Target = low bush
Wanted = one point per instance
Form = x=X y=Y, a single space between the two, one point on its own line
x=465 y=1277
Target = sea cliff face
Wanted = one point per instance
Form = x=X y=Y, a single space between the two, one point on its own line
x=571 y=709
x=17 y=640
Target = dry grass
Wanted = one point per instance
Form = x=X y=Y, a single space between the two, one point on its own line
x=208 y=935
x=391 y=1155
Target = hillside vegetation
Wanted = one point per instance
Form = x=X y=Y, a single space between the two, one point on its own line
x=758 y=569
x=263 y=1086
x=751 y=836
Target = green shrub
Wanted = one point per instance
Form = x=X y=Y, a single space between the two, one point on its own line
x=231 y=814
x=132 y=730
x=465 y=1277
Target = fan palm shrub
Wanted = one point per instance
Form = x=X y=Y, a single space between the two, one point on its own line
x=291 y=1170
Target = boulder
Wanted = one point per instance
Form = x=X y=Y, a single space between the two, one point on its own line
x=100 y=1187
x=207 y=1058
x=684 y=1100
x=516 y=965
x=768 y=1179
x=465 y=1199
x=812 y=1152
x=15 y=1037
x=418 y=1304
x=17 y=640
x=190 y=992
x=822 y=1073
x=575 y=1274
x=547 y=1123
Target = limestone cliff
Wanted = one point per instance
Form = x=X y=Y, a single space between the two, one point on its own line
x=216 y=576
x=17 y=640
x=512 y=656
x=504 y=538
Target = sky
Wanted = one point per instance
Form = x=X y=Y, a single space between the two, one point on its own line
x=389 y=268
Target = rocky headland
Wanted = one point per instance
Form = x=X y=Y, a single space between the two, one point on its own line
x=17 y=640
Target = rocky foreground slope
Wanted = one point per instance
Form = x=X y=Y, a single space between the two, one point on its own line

--------------------------------

→ **Instructions for the task**
Could you output every entry from the listing above without altering a word?

→ **Answer**
Target = low bush
Wanted = one point per instance
Form = x=X y=Y, a single space between the two, one point on its own line
x=465 y=1277
Target = sea cliff face
Wanted = one point per instance
Form = x=X y=Y, a single space between the two, one point on its own line
x=571 y=709
x=17 y=640
Target = dry grass
Wanted = one point per instance
Form = x=X y=Y, a single space between the two, one point on its own line
x=208 y=935
x=391 y=1155
Target = hillside vegetation
Wanted = one point per instance
Form = x=X y=Y, a single space between the two, one point on its own line
x=758 y=569
x=263 y=1086
x=751 y=836
Target = green shrub
Wanted = one point per instance
Form = x=X y=Y, a single space between the two, one point on its own line
x=231 y=814
x=132 y=730
x=465 y=1277
Target = fan palm shrub
Wanted = one point per instance
Form = x=X y=Y, a single space between the two, one point on its own line
x=291 y=1170
Target = boulder
Wanted = one point per instance
Form = x=X y=Y, a single space between the two, one point on its own line
x=100 y=1187
x=207 y=1058
x=684 y=1100
x=516 y=965
x=768 y=1179
x=465 y=1199
x=812 y=1152
x=15 y=1037
x=418 y=1304
x=17 y=640
x=190 y=992
x=822 y=1073
x=575 y=1274
x=547 y=1123
Target = limestone cliff
Wanted = one point per instance
Form = x=X y=Y, a single space between the two, one point on its own line
x=216 y=576
x=17 y=640
x=512 y=656
x=504 y=538
Target = sky
Wanted = one point per instance
Form = x=X y=Y, a single space between the two, one point on its own line
x=389 y=268
Target = rocky headland
Wanted = one point per instance
Form = x=X y=Y, a single space between the two, one point on its own line
x=17 y=640
Target = rocky foreground slope
Wanted = one point per instance
Form = x=X y=Y, a single space between the two, one point on its own line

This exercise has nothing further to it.